__Given records__

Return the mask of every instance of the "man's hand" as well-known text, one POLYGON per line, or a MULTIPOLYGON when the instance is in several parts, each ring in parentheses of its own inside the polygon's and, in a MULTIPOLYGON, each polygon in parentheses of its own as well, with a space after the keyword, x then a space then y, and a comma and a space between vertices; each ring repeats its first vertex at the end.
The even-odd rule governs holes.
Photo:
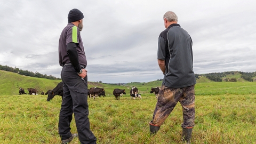
POLYGON ((78 76, 81 76, 82 78, 84 78, 87 76, 87 70, 85 69, 82 69, 83 73, 82 74, 79 74, 78 76))
POLYGON ((163 73, 164 75, 165 74, 164 73, 165 73, 165 60, 164 60, 157 59, 157 62, 158 62, 159 67, 160 68, 162 71, 163 71, 163 73))

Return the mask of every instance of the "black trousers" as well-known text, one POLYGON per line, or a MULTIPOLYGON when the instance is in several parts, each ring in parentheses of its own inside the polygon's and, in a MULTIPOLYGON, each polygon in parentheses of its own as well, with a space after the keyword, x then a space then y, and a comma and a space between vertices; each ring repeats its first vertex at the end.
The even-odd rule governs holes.
POLYGON ((63 99, 59 119, 59 134, 61 140, 71 137, 70 123, 74 113, 78 138, 81 143, 96 143, 91 131, 87 101, 87 76, 82 79, 71 65, 63 67, 61 74, 63 82, 63 99))

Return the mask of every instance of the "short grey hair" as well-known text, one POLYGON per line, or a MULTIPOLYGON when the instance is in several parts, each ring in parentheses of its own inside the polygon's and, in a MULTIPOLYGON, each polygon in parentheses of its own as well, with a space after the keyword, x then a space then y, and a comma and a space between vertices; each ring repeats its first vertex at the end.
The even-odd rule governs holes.
POLYGON ((178 22, 178 17, 174 12, 167 11, 164 15, 164 19, 166 19, 169 22, 176 21, 178 22))

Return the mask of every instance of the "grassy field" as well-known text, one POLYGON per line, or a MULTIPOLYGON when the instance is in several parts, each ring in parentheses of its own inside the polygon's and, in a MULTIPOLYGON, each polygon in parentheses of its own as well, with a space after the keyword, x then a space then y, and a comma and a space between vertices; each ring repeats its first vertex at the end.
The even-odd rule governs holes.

__Aim of the task__
Lay out the material above as a Markdown table with the columns Number and Entry, giving each nonblank line a row number and skipping blank lines. Leave the pictures out of the table.

__Full response__
| Number | Entry |
|---|---|
| 1 | Return the mask of every instance of the "man's hand" as well-known text, one POLYGON per line, or a MULTIPOLYGON when the instance is in several parts, each ring in parentheses of its own inside the polygon's and, in a MULTIPOLYGON, each polygon in parentheses of its own as well, with a space after the keyword, x then a space then y, and a comma and a space between vertices; each ring repeats its first vertex at the end. |
| 2 | The even-odd rule governs holes. |
| 3 | Photo: |
| 4 | POLYGON ((78 76, 81 76, 82 78, 84 78, 87 76, 87 70, 85 69, 82 69, 83 73, 82 74, 79 74, 78 76)) |
| 5 | POLYGON ((163 73, 164 75, 165 74, 164 73, 165 73, 165 60, 164 60, 157 59, 157 62, 158 62, 159 67, 160 68, 162 71, 163 71, 163 73)) |
| 6 | Return the mask of every instance of the "black trousers" as well-known text, one POLYGON per line, or a MULTIPOLYGON when the instance is in several parts, each ring in parentheses of its own inside the polygon's and, in a MULTIPOLYGON, each polygon in parentheses of its own as well, with a space after the keyword, x then a space then y, and a comma and a space between vertices; each ring repeats its first vertex at the end. |
| 7 | The even-odd rule governs holes. |
| 8 | POLYGON ((63 99, 59 119, 59 134, 61 140, 71 137, 70 123, 74 113, 78 138, 81 143, 96 143, 91 131, 87 101, 87 76, 82 79, 71 65, 63 67, 61 74, 63 82, 63 99)) |
| 9 | Return the mask of every instance of the "short grey hair" as well-known text, one POLYGON per line, or a MULTIPOLYGON when the instance is in several parts, each ring in parentheses of its own inside the polygon's and, in a MULTIPOLYGON, each polygon in parentheses of its own as well, with a space after the keyword, x then a space then y, and a comma and a space between vertices; each ring repeats its first vertex at the end. |
| 10 | The even-odd rule governs holes. |
| 11 | POLYGON ((178 22, 178 17, 174 12, 167 11, 164 15, 164 19, 166 19, 169 22, 176 21, 178 22)) |
| 12 | Return the mask of every instance of the "grassy field" as well-known text, one POLYGON per line, or a MULTIPOLYGON when the instance is in several parts, each ring in parentheses of its own inside the polygon's and, in a MULTIPOLYGON, each polygon in parentheses of its own as well, with a space after the keyword, x then a space then y, and a comma and a space between vertices; each ring repeats its first vertex at the end. |
| 13 | The even-odd rule governs holes. |